Shape annotation entries =
-- -- --

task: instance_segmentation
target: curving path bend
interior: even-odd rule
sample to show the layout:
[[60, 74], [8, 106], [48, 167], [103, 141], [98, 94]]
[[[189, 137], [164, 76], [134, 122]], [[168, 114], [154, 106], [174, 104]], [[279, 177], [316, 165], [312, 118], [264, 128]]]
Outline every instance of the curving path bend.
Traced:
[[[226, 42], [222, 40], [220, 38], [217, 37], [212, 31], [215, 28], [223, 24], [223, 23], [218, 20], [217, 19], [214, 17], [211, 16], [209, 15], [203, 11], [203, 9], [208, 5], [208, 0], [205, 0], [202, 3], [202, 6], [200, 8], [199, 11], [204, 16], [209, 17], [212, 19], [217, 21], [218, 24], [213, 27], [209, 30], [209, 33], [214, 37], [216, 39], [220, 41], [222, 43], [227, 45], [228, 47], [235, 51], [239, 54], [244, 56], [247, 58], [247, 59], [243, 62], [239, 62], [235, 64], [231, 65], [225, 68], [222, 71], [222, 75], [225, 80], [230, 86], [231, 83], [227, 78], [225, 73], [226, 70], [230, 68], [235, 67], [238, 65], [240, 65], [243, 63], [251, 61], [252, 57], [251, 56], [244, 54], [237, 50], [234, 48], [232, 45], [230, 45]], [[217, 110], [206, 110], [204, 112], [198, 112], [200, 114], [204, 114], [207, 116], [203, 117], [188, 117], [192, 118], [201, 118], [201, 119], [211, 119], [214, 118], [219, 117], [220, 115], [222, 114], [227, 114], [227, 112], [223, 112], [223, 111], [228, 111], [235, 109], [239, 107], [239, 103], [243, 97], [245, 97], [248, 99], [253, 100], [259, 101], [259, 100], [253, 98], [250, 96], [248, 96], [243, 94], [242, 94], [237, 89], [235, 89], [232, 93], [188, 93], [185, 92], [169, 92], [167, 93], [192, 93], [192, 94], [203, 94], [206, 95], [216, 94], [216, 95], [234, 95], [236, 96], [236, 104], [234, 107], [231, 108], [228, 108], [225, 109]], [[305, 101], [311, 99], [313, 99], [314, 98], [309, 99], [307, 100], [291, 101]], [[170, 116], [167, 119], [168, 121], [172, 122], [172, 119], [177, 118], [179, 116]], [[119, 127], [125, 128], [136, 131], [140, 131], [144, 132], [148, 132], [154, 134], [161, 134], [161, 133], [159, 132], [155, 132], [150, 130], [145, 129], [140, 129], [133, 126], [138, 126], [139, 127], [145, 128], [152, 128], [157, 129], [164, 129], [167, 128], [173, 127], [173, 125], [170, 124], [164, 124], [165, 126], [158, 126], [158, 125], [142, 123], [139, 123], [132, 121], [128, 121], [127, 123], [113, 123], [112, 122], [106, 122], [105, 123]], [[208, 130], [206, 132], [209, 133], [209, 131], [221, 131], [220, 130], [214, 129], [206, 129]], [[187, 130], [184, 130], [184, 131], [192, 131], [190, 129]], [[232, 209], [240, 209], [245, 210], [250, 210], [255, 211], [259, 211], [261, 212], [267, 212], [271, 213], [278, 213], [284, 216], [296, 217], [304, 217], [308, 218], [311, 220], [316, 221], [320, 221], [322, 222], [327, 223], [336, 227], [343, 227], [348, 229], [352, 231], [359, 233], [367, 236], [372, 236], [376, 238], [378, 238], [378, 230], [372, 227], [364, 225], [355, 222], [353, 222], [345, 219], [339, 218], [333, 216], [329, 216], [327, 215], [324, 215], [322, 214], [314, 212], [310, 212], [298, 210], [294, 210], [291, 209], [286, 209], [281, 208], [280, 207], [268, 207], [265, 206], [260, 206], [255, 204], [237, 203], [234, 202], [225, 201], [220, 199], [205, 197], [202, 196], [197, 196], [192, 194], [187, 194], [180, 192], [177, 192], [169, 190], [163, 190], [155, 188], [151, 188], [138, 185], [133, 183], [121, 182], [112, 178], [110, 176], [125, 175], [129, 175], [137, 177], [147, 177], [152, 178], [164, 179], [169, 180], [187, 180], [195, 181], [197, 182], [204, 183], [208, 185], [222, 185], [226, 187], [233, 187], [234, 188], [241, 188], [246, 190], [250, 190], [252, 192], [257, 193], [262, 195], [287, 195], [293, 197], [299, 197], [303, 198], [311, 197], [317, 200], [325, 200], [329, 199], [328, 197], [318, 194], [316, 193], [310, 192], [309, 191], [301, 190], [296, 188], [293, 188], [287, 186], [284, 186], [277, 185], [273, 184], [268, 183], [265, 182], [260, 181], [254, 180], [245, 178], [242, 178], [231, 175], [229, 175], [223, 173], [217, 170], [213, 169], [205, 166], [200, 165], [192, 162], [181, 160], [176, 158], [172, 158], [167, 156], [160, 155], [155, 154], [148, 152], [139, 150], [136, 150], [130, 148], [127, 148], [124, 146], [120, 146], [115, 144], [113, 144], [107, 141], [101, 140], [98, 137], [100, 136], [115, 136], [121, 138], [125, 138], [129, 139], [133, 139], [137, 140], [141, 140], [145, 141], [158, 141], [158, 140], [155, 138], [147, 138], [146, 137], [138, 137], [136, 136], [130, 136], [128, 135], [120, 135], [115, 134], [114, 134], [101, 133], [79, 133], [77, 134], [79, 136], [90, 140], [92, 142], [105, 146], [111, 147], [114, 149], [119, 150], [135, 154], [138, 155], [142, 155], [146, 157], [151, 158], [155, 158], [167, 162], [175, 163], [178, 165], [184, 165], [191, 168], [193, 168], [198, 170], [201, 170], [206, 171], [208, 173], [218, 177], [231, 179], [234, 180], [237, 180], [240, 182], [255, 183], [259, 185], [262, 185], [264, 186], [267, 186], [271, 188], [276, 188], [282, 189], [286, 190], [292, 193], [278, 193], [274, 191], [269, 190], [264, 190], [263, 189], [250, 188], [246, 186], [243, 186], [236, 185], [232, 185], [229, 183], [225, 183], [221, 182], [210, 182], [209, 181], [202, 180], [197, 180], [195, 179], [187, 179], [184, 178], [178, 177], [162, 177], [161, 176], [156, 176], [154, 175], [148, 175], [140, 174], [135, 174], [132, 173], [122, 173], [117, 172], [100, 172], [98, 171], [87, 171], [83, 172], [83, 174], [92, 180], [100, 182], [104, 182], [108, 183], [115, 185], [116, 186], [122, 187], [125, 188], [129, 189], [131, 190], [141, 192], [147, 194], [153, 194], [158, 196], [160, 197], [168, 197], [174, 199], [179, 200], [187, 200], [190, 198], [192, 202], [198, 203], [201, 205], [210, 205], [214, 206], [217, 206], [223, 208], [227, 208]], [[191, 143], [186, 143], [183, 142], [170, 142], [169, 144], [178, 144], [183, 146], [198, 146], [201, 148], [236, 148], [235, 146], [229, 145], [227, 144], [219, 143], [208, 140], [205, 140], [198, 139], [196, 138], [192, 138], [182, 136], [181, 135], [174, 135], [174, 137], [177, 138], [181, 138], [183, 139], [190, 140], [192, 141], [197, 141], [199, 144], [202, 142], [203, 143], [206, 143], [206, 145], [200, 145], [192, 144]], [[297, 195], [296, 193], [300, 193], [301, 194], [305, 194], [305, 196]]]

-- -- --

Requirements = Please write out the entire listing above again, line for line and with no changes.

Correct result =
task: instance_segmentation
target: curving path bend
interior: even-odd rule
sample to show the layout:
[[60, 74], [8, 106], [48, 167], [103, 141], [98, 94]]
[[[189, 137], [164, 76], [134, 122]], [[168, 114], [154, 106], [174, 104]], [[279, 177], [316, 165], [312, 118], [264, 128]]]
Outline every instance of the curving path bend.
Traced:
[[[226, 42], [222, 40], [220, 38], [217, 37], [212, 31], [215, 28], [223, 24], [223, 23], [218, 20], [217, 19], [214, 17], [211, 16], [209, 15], [203, 11], [203, 9], [208, 5], [208, 0], [205, 0], [202, 3], [202, 6], [200, 8], [199, 11], [204, 16], [209, 17], [212, 19], [217, 21], [218, 24], [213, 27], [209, 30], [209, 33], [214, 37], [216, 39], [220, 41], [222, 43], [227, 45], [228, 47], [235, 51], [239, 54], [244, 56], [247, 58], [247, 59], [243, 62], [239, 62], [235, 64], [231, 65], [225, 68], [222, 71], [222, 75], [225, 80], [230, 86], [231, 83], [227, 78], [225, 73], [226, 70], [230, 68], [235, 67], [238, 65], [240, 65], [243, 63], [251, 61], [252, 57], [251, 56], [244, 54], [237, 50], [234, 48], [232, 45], [230, 45]], [[217, 110], [206, 110], [204, 112], [198, 112], [200, 114], [204, 114], [207, 116], [203, 117], [188, 117], [192, 118], [201, 118], [201, 119], [211, 119], [214, 118], [219, 117], [220, 115], [222, 114], [227, 114], [227, 112], [223, 112], [223, 111], [228, 111], [235, 109], [239, 107], [239, 103], [243, 97], [245, 97], [248, 99], [253, 100], [259, 101], [259, 100], [253, 98], [250, 96], [248, 96], [243, 94], [242, 94], [237, 89], [235, 89], [232, 93], [188, 93], [185, 92], [169, 92], [167, 93], [192, 93], [192, 94], [203, 94], [206, 95], [216, 94], [216, 95], [234, 95], [236, 96], [236, 104], [234, 107], [231, 108], [228, 108], [225, 109]], [[305, 101], [311, 99], [313, 99], [314, 98], [309, 99], [307, 100], [291, 101]], [[170, 116], [167, 119], [168, 121], [172, 122], [172, 119], [177, 118], [179, 116]], [[119, 127], [125, 128], [136, 131], [140, 131], [144, 132], [148, 132], [154, 134], [161, 134], [161, 133], [159, 132], [155, 132], [150, 130], [145, 129], [140, 129], [133, 126], [138, 126], [139, 127], [145, 128], [152, 128], [157, 129], [164, 129], [167, 128], [173, 127], [173, 125], [170, 124], [164, 124], [165, 126], [158, 126], [158, 125], [142, 123], [139, 123], [132, 121], [128, 121], [127, 123], [113, 123], [112, 122], [106, 122], [105, 123]], [[208, 130], [206, 132], [209, 133], [209, 131], [221, 131], [220, 130], [214, 129], [206, 129]], [[187, 130], [184, 130], [184, 131], [192, 131], [190, 129]], [[232, 209], [240, 209], [245, 210], [250, 210], [255, 211], [259, 211], [261, 212], [267, 212], [271, 213], [278, 213], [284, 216], [296, 217], [304, 217], [308, 218], [311, 220], [316, 221], [320, 221], [322, 222], [327, 223], [336, 227], [343, 227], [348, 229], [352, 231], [359, 233], [367, 236], [372, 236], [376, 238], [378, 238], [378, 230], [372, 227], [364, 225], [355, 222], [353, 222], [345, 219], [339, 218], [333, 216], [329, 216], [327, 215], [324, 215], [322, 214], [314, 212], [310, 212], [298, 210], [294, 210], [291, 209], [286, 209], [281, 208], [280, 207], [268, 207], [265, 206], [260, 206], [255, 204], [237, 203], [234, 202], [225, 201], [220, 199], [205, 197], [202, 196], [197, 196], [192, 194], [187, 194], [180, 192], [177, 192], [169, 190], [163, 190], [155, 188], [151, 188], [138, 185], [133, 183], [121, 182], [112, 178], [110, 176], [125, 175], [129, 175], [137, 177], [147, 177], [152, 178], [164, 179], [169, 180], [187, 180], [195, 181], [197, 182], [204, 183], [208, 185], [222, 185], [226, 187], [233, 187], [234, 188], [241, 188], [246, 190], [250, 190], [252, 192], [257, 193], [262, 195], [287, 195], [293, 197], [299, 197], [303, 198], [311, 197], [317, 200], [325, 200], [329, 199], [328, 197], [318, 194], [316, 193], [310, 192], [309, 191], [301, 190], [296, 188], [293, 188], [287, 186], [284, 186], [277, 185], [273, 184], [268, 183], [265, 182], [260, 181], [254, 180], [245, 178], [242, 178], [231, 175], [229, 175], [223, 173], [217, 170], [213, 169], [205, 166], [200, 165], [192, 162], [181, 160], [176, 158], [172, 158], [167, 156], [160, 155], [155, 154], [148, 152], [139, 150], [136, 150], [130, 148], [127, 148], [124, 146], [120, 146], [115, 144], [113, 144], [107, 141], [101, 140], [98, 137], [100, 136], [115, 136], [121, 138], [125, 138], [129, 139], [133, 139], [137, 140], [141, 140], [145, 141], [158, 141], [158, 140], [155, 138], [147, 138], [146, 137], [138, 137], [136, 136], [130, 136], [128, 135], [120, 135], [115, 134], [114, 134], [101, 133], [79, 133], [77, 134], [79, 136], [90, 140], [92, 142], [105, 146], [111, 147], [114, 149], [119, 150], [135, 154], [138, 155], [142, 155], [146, 157], [151, 158], [155, 158], [167, 162], [175, 163], [178, 165], [184, 165], [191, 168], [193, 168], [198, 170], [201, 170], [206, 171], [208, 173], [218, 177], [231, 179], [234, 180], [237, 180], [240, 182], [255, 183], [259, 185], [262, 185], [264, 186], [267, 186], [271, 188], [276, 188], [282, 189], [286, 190], [292, 193], [278, 193], [274, 191], [269, 190], [264, 190], [263, 189], [250, 188], [246, 186], [243, 186], [236, 185], [232, 185], [229, 183], [225, 183], [221, 182], [210, 182], [209, 181], [202, 180], [197, 180], [195, 179], [187, 179], [184, 178], [178, 177], [162, 177], [161, 176], [156, 176], [154, 175], [148, 175], [140, 174], [135, 174], [132, 173], [122, 173], [117, 172], [100, 172], [98, 171], [87, 171], [83, 172], [83, 174], [92, 180], [100, 182], [104, 182], [108, 183], [115, 185], [116, 186], [122, 187], [125, 188], [129, 189], [131, 190], [141, 192], [147, 194], [153, 194], [158, 196], [160, 197], [168, 197], [174, 199], [179, 200], [187, 200], [190, 198], [192, 202], [198, 203], [201, 205], [210, 205], [214, 206], [217, 206], [223, 208], [227, 208]], [[191, 143], [186, 143], [183, 142], [170, 142], [169, 144], [178, 144], [183, 146], [198, 146], [201, 148], [236, 148], [235, 146], [229, 145], [227, 144], [219, 143], [208, 140], [205, 140], [198, 139], [196, 138], [192, 138], [182, 136], [181, 135], [174, 135], [174, 137], [177, 138], [181, 138], [183, 139], [190, 140], [192, 141], [197, 141], [199, 144], [202, 142], [203, 143], [206, 143], [206, 145], [200, 145], [192, 144]], [[297, 195], [296, 193], [300, 193], [301, 194], [305, 194], [305, 196]]]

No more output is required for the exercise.